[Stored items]
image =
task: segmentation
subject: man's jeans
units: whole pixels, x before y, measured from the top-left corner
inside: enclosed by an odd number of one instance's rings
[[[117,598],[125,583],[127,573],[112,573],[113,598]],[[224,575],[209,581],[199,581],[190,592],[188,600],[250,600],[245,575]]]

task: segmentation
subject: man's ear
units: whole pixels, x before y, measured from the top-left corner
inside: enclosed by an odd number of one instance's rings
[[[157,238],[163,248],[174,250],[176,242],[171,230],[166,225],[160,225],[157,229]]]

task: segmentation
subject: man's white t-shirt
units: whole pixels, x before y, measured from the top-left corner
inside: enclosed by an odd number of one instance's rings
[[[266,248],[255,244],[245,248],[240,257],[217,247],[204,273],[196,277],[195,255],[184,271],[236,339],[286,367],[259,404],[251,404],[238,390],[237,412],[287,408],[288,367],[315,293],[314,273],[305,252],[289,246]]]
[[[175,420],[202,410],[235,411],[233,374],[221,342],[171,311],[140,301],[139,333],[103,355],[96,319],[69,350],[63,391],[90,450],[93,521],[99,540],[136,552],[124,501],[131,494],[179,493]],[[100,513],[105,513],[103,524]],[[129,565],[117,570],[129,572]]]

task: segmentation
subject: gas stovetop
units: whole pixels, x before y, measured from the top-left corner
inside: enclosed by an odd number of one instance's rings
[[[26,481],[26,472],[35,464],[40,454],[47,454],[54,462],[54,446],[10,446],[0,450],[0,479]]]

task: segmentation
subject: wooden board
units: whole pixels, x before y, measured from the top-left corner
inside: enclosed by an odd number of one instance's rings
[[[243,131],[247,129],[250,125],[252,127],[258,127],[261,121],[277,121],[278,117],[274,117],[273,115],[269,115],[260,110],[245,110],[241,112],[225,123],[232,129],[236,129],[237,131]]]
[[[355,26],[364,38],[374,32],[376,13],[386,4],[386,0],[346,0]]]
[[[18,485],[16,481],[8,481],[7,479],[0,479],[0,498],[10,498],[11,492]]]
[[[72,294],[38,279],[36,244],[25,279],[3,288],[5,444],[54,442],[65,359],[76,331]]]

Problem —
Every entry should be duplicated exactly as written.

Exercise output —
image =
task: segmentation
subject: man's jeans
units: whole pixels, x before y, measured from the top-left corner
inside: enclosed by an odd number of one instance's rings
[[[117,598],[125,583],[127,573],[112,573],[113,598]],[[224,575],[209,581],[199,581],[190,592],[188,600],[250,600],[245,575]]]

task: segmentation
subject: man's ear
units: whole pixels, x before y, measured from the top-left corner
inside: enclosed by an odd number of one instance's rings
[[[157,238],[163,248],[174,250],[176,242],[171,230],[166,225],[160,225],[157,229]]]

task: segmentation
subject: man's white t-shirt
units: whole pixels, x before y, measured from the top-left corner
inside: enclosed by an odd number of one instance's rings
[[[266,248],[255,244],[245,248],[240,257],[217,247],[204,273],[196,277],[195,255],[184,271],[236,339],[286,367],[259,404],[251,404],[238,390],[237,412],[287,408],[288,367],[315,293],[314,273],[305,252],[289,246]]]
[[[175,420],[202,410],[235,411],[233,374],[221,342],[171,311],[140,301],[139,333],[103,355],[96,319],[69,350],[63,391],[90,450],[93,521],[99,540],[136,552],[124,501],[131,494],[179,493]],[[100,513],[105,513],[103,524]],[[129,565],[117,570],[129,572]]]

task: segmentation
subject: gas stovetop
units: whole pixels, x before y, measured from the top-left corner
inside: enclosed by an odd number of one instance's rings
[[[26,481],[26,472],[35,464],[40,454],[47,454],[54,462],[54,446],[10,446],[0,450],[0,479]]]

task: segmentation
subject: wooden board
units: whole pixels, x before y, measured from the top-left corner
inside: enclosed by an odd number of one instance's rings
[[[243,131],[247,129],[250,125],[252,127],[258,127],[261,121],[277,121],[278,117],[274,117],[273,115],[269,115],[260,110],[245,110],[241,112],[225,123],[232,129],[236,129],[237,131]]]
[[[355,26],[364,38],[374,32],[376,13],[386,4],[386,0],[346,0]]]
[[[18,485],[16,481],[8,481],[7,479],[0,479],[0,498],[10,498],[11,492]]]
[[[72,294],[38,279],[36,244],[25,279],[3,288],[5,444],[54,442],[65,359],[76,331]]]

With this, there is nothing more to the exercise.